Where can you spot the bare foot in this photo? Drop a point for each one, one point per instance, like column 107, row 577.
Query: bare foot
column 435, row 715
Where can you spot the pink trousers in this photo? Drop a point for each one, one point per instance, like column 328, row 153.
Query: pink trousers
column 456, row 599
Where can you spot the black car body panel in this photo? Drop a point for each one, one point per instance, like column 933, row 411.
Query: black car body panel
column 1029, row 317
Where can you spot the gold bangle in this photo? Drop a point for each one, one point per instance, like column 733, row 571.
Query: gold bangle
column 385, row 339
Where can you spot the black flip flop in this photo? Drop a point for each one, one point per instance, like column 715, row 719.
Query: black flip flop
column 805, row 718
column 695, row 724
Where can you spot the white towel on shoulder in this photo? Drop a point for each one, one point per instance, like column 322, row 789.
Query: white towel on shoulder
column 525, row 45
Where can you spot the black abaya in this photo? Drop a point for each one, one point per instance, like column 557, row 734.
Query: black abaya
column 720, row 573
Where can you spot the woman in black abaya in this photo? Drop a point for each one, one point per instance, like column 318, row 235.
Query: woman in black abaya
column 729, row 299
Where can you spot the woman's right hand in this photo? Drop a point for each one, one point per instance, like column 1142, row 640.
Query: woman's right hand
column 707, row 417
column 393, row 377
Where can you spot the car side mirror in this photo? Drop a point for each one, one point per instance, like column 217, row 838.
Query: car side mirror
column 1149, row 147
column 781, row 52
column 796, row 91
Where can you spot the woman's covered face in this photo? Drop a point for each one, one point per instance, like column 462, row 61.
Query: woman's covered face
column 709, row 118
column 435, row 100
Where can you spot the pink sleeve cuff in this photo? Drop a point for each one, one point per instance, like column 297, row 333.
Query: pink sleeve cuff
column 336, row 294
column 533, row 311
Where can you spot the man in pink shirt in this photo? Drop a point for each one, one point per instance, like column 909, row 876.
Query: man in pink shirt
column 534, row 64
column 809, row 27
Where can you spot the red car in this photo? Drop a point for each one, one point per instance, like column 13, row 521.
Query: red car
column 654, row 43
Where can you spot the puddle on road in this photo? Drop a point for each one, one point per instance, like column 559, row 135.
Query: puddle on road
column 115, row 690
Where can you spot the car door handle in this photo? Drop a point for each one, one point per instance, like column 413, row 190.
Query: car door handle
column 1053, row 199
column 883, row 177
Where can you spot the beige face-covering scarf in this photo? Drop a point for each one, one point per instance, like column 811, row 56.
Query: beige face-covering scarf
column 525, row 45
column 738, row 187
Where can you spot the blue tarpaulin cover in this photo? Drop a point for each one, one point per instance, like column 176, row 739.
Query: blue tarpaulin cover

THE TASK —
Format every line of the records above as a JSON list of strings, one string per line, leaving out any blank lines.

ANSWER TO THIS EXERCISE —
[
  "Where can you spot the bare foot in this photo? Drop a point for each one, one point per instance, like column 107, row 577.",
  "Query: bare foot",
  "column 435, row 715",
  "Where can you spot the pink trousers in this photo? Drop a point for each one, one point per instance, like column 328, row 153.",
  "Query: pink trousers",
  "column 456, row 599",
  "Where can you spot the black car body panel in this photo? Drop a point for each one, one point per instance, like column 933, row 411.",
  "Query: black car body panel",
  "column 1029, row 317",
  "Where can you spot the gold bangle in this photo? Drop a point for each one, one point per instance, like column 733, row 571.",
  "Query: gold bangle",
  "column 385, row 339",
  "Where can you spot the black flip flop in this photo? Drop a point for each one, one point per instance, like column 715, row 719.",
  "Query: black flip flop",
  "column 805, row 718",
  "column 695, row 724",
  "Where can you spot the white towel on shoulder in this photo? Drop a point for each one, one point per instance, like column 322, row 789.",
  "Query: white towel on shoulder",
  "column 525, row 45",
  "Where can you spot the black abaya in this photo? Drop a point for each one, one point per instance, like column 557, row 734.",
  "Query: black abaya",
  "column 720, row 573",
  "Where can you spot the woman in black abaya in this photo? Drop a point for each one, one point per instance, like column 318, row 235.",
  "Query: woman in black abaya",
  "column 729, row 299",
  "Where can you spot the woman's right hand in this photo? Drop a point for each one, one point per instance, like column 1142, row 640.",
  "Query: woman's right hand",
  "column 707, row 417",
  "column 393, row 377",
  "Where can you spot the car side mirror in this photo? Drop a point for each one, one point per instance, like column 217, row 838.",
  "Query: car side mirror",
  "column 1149, row 147",
  "column 781, row 52",
  "column 796, row 91",
  "Where can you spot the woman's covered face in this photo? Drop a point for each one, one point per instance, like column 462, row 61.",
  "Query: woman's covered face",
  "column 709, row 118",
  "column 435, row 100",
  "Where can you spot the pink sleeve cuff in this photo? Drop a point for each one, one point per instance, like column 297, row 333.",
  "Query: pink sleeve cuff",
  "column 336, row 294",
  "column 533, row 311",
  "Where can you spot the man in pink shirt in this photo? Drop a point for each one, one point per instance, like column 909, row 876.",
  "Query: man in pink shirt",
  "column 534, row 64",
  "column 809, row 27",
  "Where can you spot the red car in this photo? Drop a point for each one, one point per instance, like column 13, row 521.",
  "Query: red car",
  "column 654, row 43",
  "Where can you spot the puddle on road in this photo? Drop a point for each one, one point per instance, like column 559, row 135.",
  "Query: puddle on road",
  "column 115, row 690",
  "Where can you spot the car door handle in this photo? Drop a point for each one, one point per instance, like column 413, row 190.",
  "Query: car door handle",
  "column 1053, row 199",
  "column 883, row 177",
  "Where can you spot the beige face-covering scarf in this photo? Drop a point for each one, one point per instance, like column 811, row 56.",
  "Query: beige face-covering scarf",
  "column 525, row 45",
  "column 738, row 187",
  "Where can you spot the blue tarpaulin cover in this photo? Drop a point for each one, one point per instance, like column 176, row 739.",
  "Query: blue tarpaulin cover"
]